> _Exercise prompt_: Reproduce the records below in full and without edits, omitting images.
====== Record excerpts ======
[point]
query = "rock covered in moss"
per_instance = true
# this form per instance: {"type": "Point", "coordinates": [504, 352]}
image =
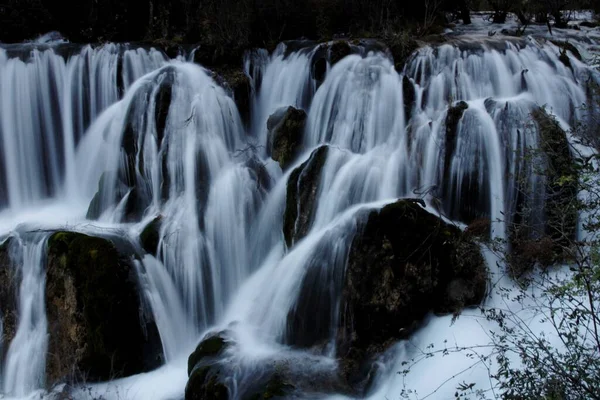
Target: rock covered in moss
{"type": "Point", "coordinates": [338, 50]}
{"type": "Point", "coordinates": [302, 190]}
{"type": "Point", "coordinates": [150, 236]}
{"type": "Point", "coordinates": [543, 244]}
{"type": "Point", "coordinates": [238, 84]}
{"type": "Point", "coordinates": [8, 296]}
{"type": "Point", "coordinates": [415, 263]}
{"type": "Point", "coordinates": [286, 128]}
{"type": "Point", "coordinates": [94, 312]}
{"type": "Point", "coordinates": [205, 373]}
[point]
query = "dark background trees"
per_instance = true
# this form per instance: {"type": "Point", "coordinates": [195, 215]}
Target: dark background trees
{"type": "Point", "coordinates": [232, 24]}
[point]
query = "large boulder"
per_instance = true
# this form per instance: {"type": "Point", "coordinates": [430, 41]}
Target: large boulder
{"type": "Point", "coordinates": [302, 189]}
{"type": "Point", "coordinates": [8, 296]}
{"type": "Point", "coordinates": [150, 236]}
{"type": "Point", "coordinates": [543, 244]}
{"type": "Point", "coordinates": [286, 128]}
{"type": "Point", "coordinates": [415, 263]}
{"type": "Point", "coordinates": [215, 374]}
{"type": "Point", "coordinates": [237, 83]}
{"type": "Point", "coordinates": [94, 310]}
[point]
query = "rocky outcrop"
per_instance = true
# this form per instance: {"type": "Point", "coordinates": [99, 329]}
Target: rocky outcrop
{"type": "Point", "coordinates": [237, 83]}
{"type": "Point", "coordinates": [410, 97]}
{"type": "Point", "coordinates": [415, 263]}
{"type": "Point", "coordinates": [453, 117]}
{"type": "Point", "coordinates": [302, 189]}
{"type": "Point", "coordinates": [286, 128]}
{"type": "Point", "coordinates": [212, 375]}
{"type": "Point", "coordinates": [530, 243]}
{"type": "Point", "coordinates": [97, 331]}
{"type": "Point", "coordinates": [150, 236]}
{"type": "Point", "coordinates": [8, 296]}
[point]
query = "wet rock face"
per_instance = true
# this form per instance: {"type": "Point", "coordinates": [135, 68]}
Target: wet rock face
{"type": "Point", "coordinates": [150, 236]}
{"type": "Point", "coordinates": [8, 296]}
{"type": "Point", "coordinates": [415, 263]}
{"type": "Point", "coordinates": [94, 312]}
{"type": "Point", "coordinates": [215, 375]}
{"type": "Point", "coordinates": [238, 84]}
{"type": "Point", "coordinates": [286, 128]}
{"type": "Point", "coordinates": [542, 244]}
{"type": "Point", "coordinates": [302, 190]}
======
> _Answer_:
[point]
query = "rock covered in moss"
per_instance = true
# this form per instance: {"type": "Point", "coordinates": [504, 352]}
image =
Target: rock covered in moss
{"type": "Point", "coordinates": [338, 50]}
{"type": "Point", "coordinates": [302, 190]}
{"type": "Point", "coordinates": [150, 236]}
{"type": "Point", "coordinates": [543, 244]}
{"type": "Point", "coordinates": [238, 84]}
{"type": "Point", "coordinates": [8, 296]}
{"type": "Point", "coordinates": [415, 263]}
{"type": "Point", "coordinates": [286, 128]}
{"type": "Point", "coordinates": [94, 312]}
{"type": "Point", "coordinates": [205, 373]}
[point]
query = "dark background trees"
per_instance = true
# this form per instance: {"type": "Point", "coordinates": [195, 215]}
Target: dark background trees
{"type": "Point", "coordinates": [232, 24]}
[point]
query = "large boulder"
per_instance = true
# this form per instance: {"type": "Point", "coordinates": [430, 41]}
Target: large boulder
{"type": "Point", "coordinates": [302, 189]}
{"type": "Point", "coordinates": [8, 296]}
{"type": "Point", "coordinates": [150, 236]}
{"type": "Point", "coordinates": [543, 244]}
{"type": "Point", "coordinates": [286, 128]}
{"type": "Point", "coordinates": [415, 263]}
{"type": "Point", "coordinates": [215, 374]}
{"type": "Point", "coordinates": [237, 83]}
{"type": "Point", "coordinates": [94, 310]}
[point]
query = "rocky outcrop"
per_instance = true
# this form per instance: {"type": "Point", "coordinates": [99, 329]}
Target: rocky outcrop
{"type": "Point", "coordinates": [237, 83]}
{"type": "Point", "coordinates": [410, 97]}
{"type": "Point", "coordinates": [415, 263]}
{"type": "Point", "coordinates": [453, 117]}
{"type": "Point", "coordinates": [302, 189]}
{"type": "Point", "coordinates": [286, 128]}
{"type": "Point", "coordinates": [212, 375]}
{"type": "Point", "coordinates": [530, 243]}
{"type": "Point", "coordinates": [97, 331]}
{"type": "Point", "coordinates": [150, 236]}
{"type": "Point", "coordinates": [8, 296]}
[point]
query = "wet rock face"
per_instance = true
# this form per instance: {"type": "Point", "coordinates": [135, 68]}
Target: wet rock face
{"type": "Point", "coordinates": [150, 236]}
{"type": "Point", "coordinates": [8, 296]}
{"type": "Point", "coordinates": [415, 263]}
{"type": "Point", "coordinates": [94, 312]}
{"type": "Point", "coordinates": [215, 375]}
{"type": "Point", "coordinates": [238, 84]}
{"type": "Point", "coordinates": [286, 128]}
{"type": "Point", "coordinates": [542, 244]}
{"type": "Point", "coordinates": [302, 190]}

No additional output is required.